Pointing dataset records:
──────────

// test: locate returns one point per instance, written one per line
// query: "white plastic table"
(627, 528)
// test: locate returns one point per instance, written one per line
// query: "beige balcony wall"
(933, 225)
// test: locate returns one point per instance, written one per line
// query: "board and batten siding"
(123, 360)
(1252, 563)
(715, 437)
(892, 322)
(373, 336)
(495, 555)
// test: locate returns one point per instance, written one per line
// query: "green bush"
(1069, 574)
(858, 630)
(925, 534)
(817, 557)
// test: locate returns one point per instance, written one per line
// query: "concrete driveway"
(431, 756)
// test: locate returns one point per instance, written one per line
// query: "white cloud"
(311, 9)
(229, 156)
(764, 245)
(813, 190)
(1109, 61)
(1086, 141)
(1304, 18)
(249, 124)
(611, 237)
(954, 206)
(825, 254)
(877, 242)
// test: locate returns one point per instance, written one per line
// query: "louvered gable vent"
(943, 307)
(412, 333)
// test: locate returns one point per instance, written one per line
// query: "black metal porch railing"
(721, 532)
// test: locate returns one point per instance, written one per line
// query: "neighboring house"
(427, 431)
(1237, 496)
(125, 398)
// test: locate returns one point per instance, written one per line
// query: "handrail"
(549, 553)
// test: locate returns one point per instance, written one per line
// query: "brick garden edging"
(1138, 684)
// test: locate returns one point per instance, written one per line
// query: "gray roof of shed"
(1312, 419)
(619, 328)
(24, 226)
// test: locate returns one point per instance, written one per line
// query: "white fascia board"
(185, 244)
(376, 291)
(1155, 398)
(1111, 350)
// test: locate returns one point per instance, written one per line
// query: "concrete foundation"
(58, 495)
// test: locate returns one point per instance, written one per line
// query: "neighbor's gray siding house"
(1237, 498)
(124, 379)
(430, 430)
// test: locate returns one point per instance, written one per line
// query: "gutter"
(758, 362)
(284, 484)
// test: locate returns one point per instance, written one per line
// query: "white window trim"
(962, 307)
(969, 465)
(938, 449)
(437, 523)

──────────

• _Goal of the exercise_
Find every line in the records above that contains the string "siding", matching case exactly, and copy each one.

• _Result below_
// query: "board and batten siding"
// query: "neighbor's gray siding house"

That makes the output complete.